- Supplied information
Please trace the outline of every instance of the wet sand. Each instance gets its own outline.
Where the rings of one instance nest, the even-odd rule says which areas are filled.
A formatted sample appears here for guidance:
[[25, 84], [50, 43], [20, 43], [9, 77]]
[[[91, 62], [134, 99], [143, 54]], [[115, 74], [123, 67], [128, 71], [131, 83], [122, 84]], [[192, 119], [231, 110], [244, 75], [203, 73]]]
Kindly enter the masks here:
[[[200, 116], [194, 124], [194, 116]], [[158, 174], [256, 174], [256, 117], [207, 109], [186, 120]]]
---
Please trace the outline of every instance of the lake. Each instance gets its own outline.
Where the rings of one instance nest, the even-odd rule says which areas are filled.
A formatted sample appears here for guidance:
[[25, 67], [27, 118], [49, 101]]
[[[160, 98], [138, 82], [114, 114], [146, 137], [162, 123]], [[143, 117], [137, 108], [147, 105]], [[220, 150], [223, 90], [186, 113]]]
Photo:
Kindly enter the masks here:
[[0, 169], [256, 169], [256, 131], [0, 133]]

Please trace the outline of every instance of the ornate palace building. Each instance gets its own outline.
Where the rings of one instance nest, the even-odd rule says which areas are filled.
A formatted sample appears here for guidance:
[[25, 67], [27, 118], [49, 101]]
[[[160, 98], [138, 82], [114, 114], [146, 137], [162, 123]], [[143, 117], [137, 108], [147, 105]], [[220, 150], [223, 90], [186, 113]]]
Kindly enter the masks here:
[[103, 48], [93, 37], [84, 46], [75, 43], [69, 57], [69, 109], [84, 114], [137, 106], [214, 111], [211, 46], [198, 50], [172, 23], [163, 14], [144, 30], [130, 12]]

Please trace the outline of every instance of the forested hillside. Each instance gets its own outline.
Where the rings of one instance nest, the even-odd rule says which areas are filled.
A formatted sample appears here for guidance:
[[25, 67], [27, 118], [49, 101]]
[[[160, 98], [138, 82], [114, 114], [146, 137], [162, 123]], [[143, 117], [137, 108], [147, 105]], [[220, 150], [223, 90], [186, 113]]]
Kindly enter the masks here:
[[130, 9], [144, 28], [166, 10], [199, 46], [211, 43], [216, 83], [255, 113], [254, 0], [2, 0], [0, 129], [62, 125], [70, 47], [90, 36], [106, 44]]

- Short task
Recast the stretch of the listing that opens with the line containing "Please trace the outline of every instance of the wet" and closes with the line containing "109], [186, 120]]]" (both of those lines included) as a Markdown table with two columns, Row and Listing line. Give each line its row number and leave out any blank lines.

- Correct result
| Row | Listing line |
|---|---|
| 1 | Please trace the outline of every instance of the wet sand. Each instance gets its own outline. |
| 2 | Where the rings of one instance nest, the even-odd rule says which areas are filled. |
| 3 | A formatted sample appears here for guidance: |
| 4 | [[25, 84], [50, 43], [20, 43], [9, 77]] |
| 5 | [[[91, 62], [134, 99], [143, 54]], [[115, 74], [123, 67], [128, 71], [131, 83], [122, 84]], [[192, 119], [231, 110], [244, 75], [203, 73]]] |
| 6 | Kindly enter the masks here: |
| 7 | [[[200, 116], [194, 124], [194, 116]], [[158, 174], [256, 174], [256, 117], [207, 109], [186, 120]]] |